Swap "tree trunk" for "tree stem" in the lines from the line containing "Q. Point to the white t-shirt;" up to and including the line containing "pixel 594 312". Give back only those lines with nothing else changed, and leave the pictures out.

*-*-*

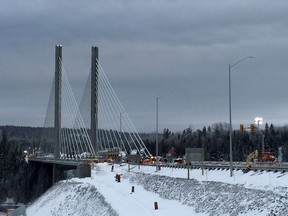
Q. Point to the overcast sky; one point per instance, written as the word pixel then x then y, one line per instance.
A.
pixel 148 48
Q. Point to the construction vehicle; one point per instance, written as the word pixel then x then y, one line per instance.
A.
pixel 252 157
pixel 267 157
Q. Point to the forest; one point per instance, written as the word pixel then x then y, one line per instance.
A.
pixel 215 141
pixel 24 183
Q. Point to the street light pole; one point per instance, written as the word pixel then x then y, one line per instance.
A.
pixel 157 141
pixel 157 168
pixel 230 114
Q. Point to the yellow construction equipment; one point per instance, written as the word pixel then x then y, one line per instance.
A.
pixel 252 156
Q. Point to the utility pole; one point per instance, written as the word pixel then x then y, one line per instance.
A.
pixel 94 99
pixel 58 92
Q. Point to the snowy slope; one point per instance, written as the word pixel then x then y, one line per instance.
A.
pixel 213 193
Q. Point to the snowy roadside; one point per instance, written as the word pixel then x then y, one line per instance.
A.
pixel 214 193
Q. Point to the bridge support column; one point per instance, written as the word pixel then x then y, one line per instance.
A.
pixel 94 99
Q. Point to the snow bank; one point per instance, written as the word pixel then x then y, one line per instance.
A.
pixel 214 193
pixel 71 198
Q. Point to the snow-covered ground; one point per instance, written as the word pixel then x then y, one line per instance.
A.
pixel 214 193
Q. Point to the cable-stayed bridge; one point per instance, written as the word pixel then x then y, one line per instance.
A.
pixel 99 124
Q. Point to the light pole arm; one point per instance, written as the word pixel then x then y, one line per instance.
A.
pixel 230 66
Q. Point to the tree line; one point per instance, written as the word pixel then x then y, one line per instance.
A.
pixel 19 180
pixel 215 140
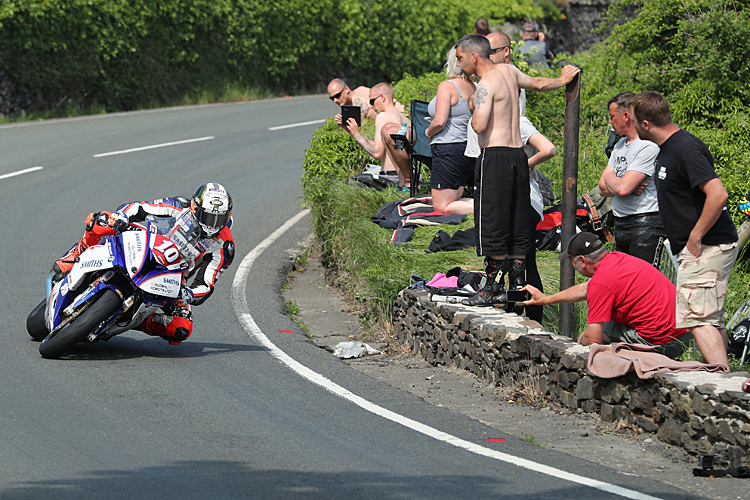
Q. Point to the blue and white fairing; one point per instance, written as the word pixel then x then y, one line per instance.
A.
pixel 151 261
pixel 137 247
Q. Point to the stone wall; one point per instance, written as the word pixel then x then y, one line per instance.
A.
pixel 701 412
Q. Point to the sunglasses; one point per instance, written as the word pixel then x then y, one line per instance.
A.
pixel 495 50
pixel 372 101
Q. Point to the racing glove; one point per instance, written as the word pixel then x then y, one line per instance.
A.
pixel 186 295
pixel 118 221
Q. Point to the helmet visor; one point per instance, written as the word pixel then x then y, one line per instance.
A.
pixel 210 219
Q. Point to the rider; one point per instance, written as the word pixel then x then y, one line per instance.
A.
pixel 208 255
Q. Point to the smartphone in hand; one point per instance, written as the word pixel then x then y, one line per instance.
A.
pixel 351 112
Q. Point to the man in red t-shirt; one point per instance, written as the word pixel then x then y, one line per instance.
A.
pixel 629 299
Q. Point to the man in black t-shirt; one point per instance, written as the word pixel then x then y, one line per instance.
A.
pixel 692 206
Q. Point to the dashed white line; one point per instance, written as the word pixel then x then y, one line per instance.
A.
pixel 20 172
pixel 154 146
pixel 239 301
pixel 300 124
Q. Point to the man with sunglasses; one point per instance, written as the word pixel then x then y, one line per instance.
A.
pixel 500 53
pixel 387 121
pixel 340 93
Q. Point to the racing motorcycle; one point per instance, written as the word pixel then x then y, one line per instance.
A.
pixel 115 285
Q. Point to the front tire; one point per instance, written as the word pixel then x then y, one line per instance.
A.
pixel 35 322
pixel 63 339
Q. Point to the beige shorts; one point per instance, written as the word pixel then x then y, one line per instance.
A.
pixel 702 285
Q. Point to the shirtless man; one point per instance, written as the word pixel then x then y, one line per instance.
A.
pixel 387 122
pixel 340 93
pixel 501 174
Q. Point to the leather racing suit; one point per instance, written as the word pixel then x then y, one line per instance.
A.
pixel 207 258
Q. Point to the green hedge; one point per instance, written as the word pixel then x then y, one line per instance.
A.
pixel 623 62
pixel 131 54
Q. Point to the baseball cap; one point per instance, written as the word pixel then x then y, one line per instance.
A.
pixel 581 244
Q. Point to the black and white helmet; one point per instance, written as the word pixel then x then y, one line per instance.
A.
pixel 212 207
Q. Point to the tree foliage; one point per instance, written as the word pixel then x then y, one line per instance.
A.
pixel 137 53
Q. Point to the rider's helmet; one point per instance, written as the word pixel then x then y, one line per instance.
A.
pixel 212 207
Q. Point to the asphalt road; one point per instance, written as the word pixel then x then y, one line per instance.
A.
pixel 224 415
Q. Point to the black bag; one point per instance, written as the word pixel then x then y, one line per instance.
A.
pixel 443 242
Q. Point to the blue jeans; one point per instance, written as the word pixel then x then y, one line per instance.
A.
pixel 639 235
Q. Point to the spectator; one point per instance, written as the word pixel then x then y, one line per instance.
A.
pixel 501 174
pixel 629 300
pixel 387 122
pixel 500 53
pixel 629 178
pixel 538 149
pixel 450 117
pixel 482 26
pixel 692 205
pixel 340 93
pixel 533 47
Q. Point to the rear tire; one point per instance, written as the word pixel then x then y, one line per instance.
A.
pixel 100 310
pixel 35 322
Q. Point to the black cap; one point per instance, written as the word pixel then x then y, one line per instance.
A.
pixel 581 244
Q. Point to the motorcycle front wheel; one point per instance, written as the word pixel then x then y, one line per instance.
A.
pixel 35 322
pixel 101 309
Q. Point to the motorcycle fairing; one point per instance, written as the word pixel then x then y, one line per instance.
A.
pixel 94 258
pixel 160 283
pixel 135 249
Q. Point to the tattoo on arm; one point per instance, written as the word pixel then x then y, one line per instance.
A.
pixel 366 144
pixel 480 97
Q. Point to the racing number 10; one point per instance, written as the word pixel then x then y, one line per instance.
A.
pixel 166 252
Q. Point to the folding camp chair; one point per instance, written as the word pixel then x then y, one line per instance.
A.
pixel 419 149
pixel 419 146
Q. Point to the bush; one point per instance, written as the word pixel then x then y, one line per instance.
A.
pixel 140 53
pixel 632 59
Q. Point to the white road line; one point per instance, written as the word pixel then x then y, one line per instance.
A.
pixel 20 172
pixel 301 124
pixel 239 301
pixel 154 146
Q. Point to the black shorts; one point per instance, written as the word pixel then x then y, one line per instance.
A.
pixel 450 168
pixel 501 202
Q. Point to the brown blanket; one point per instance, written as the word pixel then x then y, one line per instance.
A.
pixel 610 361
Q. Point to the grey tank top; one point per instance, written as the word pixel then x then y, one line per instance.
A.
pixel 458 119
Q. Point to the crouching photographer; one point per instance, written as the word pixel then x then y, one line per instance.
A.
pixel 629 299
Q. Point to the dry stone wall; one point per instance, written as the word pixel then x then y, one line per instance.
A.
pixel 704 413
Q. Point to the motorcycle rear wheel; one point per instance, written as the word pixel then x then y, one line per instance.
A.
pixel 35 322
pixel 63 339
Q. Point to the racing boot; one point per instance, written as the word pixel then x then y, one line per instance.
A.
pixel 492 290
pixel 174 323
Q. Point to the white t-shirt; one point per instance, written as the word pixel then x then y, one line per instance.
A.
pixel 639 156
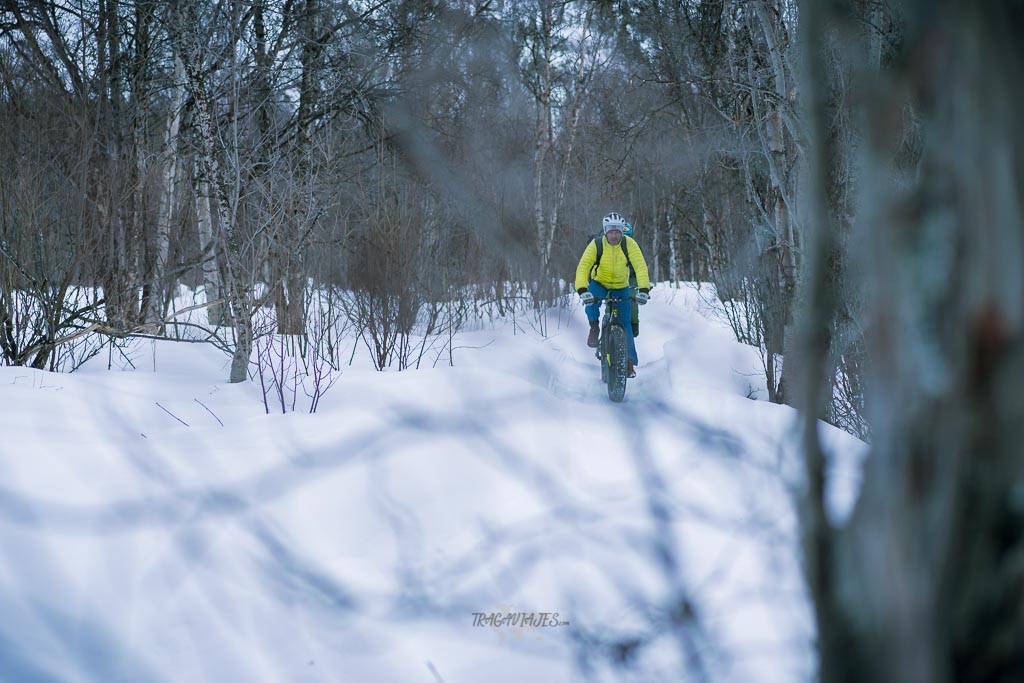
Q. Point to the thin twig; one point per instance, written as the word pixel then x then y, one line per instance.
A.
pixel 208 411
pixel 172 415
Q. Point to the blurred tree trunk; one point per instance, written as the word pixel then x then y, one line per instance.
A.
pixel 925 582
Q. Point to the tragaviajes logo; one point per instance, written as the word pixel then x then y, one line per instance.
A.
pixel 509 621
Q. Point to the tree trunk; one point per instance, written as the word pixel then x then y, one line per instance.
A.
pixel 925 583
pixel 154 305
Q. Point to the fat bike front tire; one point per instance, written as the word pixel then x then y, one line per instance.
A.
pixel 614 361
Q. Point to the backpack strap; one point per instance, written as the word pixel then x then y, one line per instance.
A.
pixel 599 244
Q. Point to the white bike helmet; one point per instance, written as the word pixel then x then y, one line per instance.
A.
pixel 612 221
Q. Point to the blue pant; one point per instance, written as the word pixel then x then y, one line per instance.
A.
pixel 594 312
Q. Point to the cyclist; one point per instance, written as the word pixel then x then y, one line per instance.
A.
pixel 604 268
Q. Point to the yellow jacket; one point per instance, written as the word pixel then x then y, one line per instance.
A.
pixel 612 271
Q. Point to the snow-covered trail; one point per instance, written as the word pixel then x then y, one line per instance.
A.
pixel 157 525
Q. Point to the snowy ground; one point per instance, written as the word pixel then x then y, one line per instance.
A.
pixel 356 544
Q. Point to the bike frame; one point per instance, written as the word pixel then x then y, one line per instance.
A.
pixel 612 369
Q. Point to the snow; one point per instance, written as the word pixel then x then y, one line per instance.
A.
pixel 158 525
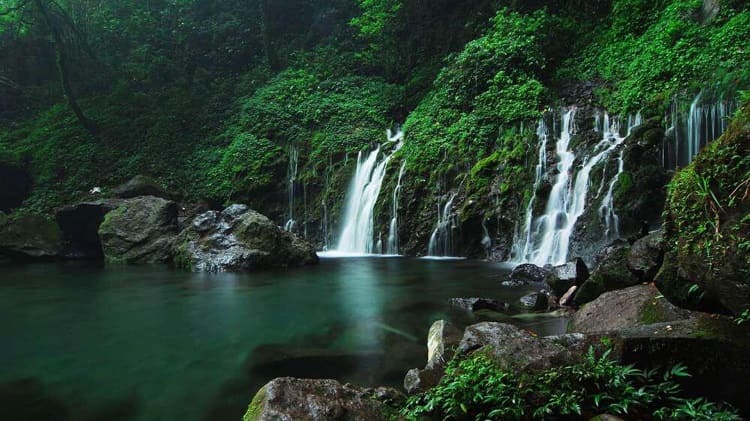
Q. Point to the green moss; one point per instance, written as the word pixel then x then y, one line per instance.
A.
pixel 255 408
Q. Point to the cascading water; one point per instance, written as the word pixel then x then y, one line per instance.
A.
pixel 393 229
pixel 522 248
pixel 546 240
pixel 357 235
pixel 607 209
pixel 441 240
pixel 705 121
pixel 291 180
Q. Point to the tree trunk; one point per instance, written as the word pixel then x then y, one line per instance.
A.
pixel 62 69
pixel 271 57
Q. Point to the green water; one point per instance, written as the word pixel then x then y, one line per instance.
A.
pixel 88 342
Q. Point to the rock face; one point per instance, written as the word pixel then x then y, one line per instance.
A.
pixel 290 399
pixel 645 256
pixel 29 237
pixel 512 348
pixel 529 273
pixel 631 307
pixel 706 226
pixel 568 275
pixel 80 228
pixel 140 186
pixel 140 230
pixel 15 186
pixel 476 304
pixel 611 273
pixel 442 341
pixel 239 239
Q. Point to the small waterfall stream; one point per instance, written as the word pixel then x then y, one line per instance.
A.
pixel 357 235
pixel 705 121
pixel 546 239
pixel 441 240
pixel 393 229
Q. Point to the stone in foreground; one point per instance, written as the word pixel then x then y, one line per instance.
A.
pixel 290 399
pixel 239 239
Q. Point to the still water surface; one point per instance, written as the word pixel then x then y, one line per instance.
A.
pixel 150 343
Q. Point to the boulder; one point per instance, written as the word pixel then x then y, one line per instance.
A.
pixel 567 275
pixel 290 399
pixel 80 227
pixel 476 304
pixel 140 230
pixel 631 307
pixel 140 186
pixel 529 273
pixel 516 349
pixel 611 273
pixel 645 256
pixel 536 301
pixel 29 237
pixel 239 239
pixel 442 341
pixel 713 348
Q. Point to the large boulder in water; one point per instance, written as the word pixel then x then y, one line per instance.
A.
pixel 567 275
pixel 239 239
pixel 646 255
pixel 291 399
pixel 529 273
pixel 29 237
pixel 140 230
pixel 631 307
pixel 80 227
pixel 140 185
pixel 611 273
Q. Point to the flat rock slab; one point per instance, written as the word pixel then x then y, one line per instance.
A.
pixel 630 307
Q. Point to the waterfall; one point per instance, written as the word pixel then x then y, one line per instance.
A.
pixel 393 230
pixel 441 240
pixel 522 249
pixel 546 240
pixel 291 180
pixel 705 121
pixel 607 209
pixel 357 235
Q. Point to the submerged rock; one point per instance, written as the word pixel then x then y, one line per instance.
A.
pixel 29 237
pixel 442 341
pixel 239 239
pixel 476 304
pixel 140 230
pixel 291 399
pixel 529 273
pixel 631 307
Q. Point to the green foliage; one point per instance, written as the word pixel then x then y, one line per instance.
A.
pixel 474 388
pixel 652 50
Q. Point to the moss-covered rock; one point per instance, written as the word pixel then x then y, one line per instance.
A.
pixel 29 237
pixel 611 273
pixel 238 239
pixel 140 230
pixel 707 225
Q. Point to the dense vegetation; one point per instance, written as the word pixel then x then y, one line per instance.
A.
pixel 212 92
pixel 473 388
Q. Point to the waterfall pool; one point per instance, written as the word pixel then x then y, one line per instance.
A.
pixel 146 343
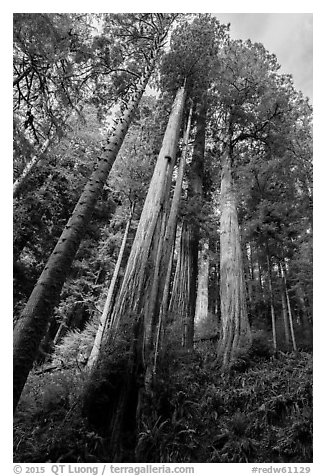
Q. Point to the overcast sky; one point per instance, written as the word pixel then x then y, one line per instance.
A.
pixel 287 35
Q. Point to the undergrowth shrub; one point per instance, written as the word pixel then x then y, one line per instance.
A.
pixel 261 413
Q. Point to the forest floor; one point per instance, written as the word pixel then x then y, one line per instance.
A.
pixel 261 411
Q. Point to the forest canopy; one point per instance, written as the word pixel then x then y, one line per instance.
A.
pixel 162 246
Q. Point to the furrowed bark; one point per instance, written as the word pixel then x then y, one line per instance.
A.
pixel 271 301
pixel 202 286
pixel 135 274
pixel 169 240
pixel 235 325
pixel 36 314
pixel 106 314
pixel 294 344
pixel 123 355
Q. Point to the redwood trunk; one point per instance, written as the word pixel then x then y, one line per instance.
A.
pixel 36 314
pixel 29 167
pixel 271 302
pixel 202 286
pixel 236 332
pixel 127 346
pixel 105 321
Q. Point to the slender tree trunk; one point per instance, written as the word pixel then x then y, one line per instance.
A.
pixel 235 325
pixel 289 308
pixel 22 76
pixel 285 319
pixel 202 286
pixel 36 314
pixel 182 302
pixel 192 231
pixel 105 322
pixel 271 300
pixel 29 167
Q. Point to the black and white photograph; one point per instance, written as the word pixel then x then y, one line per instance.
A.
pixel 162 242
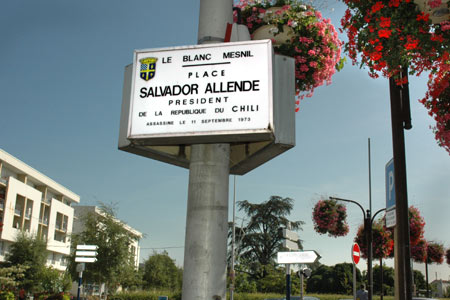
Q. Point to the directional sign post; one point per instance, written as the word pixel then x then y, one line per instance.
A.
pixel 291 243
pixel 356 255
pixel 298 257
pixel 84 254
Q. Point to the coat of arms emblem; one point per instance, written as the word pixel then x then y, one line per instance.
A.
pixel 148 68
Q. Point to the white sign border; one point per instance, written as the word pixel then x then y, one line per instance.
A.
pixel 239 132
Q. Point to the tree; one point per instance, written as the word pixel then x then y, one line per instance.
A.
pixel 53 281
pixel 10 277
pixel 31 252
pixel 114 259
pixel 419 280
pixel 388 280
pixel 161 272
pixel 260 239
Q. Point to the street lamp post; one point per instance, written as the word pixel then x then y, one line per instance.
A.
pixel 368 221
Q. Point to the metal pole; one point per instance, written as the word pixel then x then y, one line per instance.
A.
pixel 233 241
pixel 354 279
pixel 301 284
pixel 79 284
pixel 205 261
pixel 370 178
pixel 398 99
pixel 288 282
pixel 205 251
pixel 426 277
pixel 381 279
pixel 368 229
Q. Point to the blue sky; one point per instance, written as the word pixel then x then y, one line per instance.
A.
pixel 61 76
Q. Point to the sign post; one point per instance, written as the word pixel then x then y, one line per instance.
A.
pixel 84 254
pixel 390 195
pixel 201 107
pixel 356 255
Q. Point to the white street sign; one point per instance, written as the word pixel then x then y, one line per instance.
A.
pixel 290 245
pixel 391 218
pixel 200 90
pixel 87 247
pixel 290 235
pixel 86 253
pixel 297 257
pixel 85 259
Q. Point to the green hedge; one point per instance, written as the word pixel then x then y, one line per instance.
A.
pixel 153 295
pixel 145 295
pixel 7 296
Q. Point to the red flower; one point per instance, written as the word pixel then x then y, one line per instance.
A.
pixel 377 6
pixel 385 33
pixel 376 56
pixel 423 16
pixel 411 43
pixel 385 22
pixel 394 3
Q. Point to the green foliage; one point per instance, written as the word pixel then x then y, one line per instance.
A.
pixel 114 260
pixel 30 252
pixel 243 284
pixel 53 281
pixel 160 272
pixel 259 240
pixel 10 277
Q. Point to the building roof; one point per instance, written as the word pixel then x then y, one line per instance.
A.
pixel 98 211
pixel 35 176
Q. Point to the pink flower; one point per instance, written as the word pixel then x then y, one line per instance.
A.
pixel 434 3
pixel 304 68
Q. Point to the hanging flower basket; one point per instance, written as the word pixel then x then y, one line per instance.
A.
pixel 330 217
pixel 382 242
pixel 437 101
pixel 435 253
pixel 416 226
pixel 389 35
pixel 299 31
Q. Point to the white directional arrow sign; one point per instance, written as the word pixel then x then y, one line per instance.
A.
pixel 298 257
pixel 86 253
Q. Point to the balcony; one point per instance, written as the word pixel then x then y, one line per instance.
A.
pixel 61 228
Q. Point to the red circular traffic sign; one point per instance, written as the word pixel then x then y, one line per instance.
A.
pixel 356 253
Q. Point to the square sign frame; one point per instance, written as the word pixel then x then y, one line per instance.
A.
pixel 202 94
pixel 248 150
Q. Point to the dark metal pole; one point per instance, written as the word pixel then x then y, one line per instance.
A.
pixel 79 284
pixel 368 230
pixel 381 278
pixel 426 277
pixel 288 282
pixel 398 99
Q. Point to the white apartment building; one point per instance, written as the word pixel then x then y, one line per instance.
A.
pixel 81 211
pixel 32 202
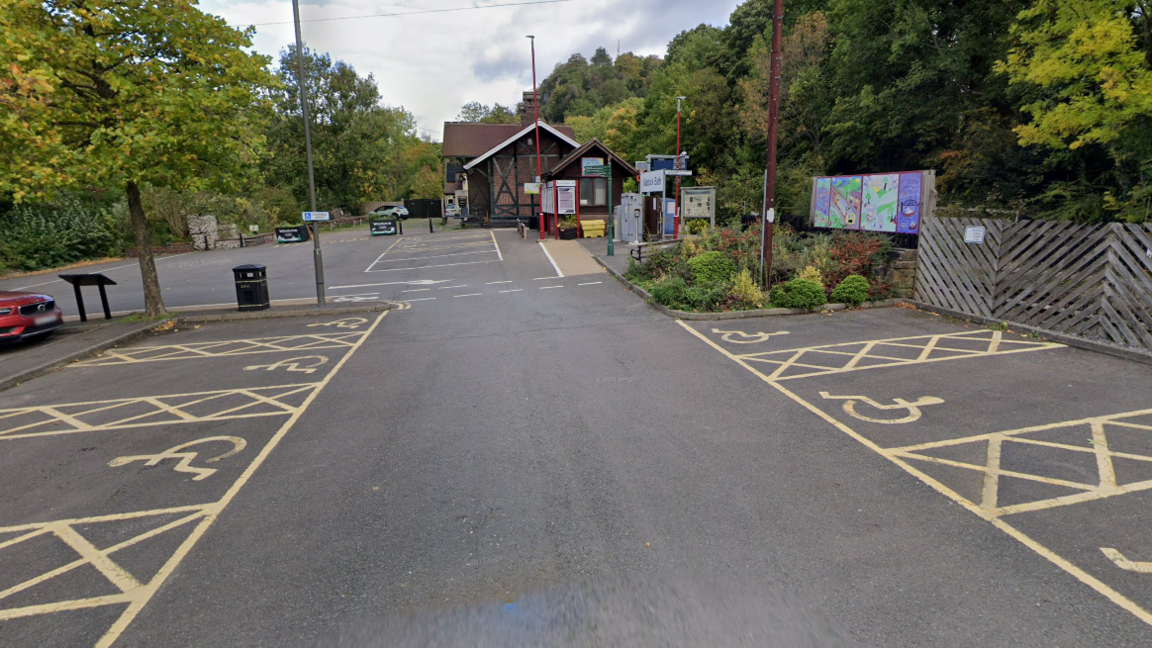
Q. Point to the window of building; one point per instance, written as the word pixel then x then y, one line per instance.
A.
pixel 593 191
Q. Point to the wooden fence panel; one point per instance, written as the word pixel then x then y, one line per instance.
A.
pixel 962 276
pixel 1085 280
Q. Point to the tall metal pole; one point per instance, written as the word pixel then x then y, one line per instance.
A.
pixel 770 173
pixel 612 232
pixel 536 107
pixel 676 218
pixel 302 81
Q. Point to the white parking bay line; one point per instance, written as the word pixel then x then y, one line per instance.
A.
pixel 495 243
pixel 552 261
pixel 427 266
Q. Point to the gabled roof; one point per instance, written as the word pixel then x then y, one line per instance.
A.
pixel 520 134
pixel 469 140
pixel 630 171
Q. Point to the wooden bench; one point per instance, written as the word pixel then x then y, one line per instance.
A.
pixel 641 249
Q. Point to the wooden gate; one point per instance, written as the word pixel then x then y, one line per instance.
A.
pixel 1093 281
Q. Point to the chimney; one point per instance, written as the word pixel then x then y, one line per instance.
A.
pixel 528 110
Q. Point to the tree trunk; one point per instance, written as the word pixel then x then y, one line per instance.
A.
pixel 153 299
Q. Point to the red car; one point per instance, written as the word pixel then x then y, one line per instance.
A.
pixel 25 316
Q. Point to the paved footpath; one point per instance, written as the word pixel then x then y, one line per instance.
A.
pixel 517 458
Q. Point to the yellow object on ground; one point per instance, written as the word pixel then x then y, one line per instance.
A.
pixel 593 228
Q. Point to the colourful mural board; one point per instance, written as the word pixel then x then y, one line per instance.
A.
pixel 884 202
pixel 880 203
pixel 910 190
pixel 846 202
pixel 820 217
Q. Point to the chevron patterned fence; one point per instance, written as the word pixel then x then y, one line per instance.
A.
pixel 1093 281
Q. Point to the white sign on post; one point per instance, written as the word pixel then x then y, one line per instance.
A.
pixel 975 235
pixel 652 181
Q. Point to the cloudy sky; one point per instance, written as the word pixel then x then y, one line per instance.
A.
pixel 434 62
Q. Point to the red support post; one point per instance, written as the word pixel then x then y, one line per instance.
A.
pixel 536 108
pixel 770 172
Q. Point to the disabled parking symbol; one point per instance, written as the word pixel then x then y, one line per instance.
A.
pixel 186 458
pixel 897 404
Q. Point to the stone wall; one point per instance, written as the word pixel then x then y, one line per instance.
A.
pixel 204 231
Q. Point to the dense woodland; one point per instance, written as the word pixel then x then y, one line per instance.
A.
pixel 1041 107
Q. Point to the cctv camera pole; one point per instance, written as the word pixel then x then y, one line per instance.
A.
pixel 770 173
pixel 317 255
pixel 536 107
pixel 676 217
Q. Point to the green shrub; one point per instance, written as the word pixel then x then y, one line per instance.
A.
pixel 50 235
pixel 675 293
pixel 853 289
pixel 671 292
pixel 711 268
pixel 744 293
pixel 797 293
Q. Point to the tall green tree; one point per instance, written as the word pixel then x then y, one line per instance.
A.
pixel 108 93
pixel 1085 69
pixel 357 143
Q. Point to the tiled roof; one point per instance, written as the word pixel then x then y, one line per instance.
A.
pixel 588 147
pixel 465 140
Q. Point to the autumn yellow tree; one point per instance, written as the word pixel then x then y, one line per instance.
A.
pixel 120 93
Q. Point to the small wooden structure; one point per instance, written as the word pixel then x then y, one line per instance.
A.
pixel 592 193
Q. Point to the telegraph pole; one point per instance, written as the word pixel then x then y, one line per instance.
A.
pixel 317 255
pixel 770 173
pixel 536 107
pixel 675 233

*-*-*

Correct answer:
Q. Point to the white t-shirt; one point per instance, written as the word pixel then x then y, one line per instance.
A.
pixel 639 156
Q. Point to the thin twig; one point per instance, written as the word pixel then x then y, one line per instance.
A.
pixel 208 411
pixel 172 415
Q. Point to the blurred tree stem; one point per instance, written as the word pixel then x then y, one line per instance.
A.
pixel 925 582
Q. Point to the tragaviajes logo; one point per instance, written as the word pixel then x then y, one line per instance.
A.
pixel 509 621
Q. Point to the tree stem; one point per instance, written as the word pixel then x then y, one line per instance.
A.
pixel 925 583
pixel 154 305
Q. Point to the fat bike front tire; one point per instance, written as the word pixel then x then y, one line per instance.
A.
pixel 614 361
Q. Point to the backpack strap; one point per instance, written as the word pixel then x then y, one line per instance.
A.
pixel 599 244
Q. Point to the white bike helmet; one point per instance, written as the word pixel then x then y, one line per instance.
A.
pixel 612 221
Q. Point to the blue pant; one point per instance, written as the word pixel then x then y, one line per instance.
A.
pixel 594 312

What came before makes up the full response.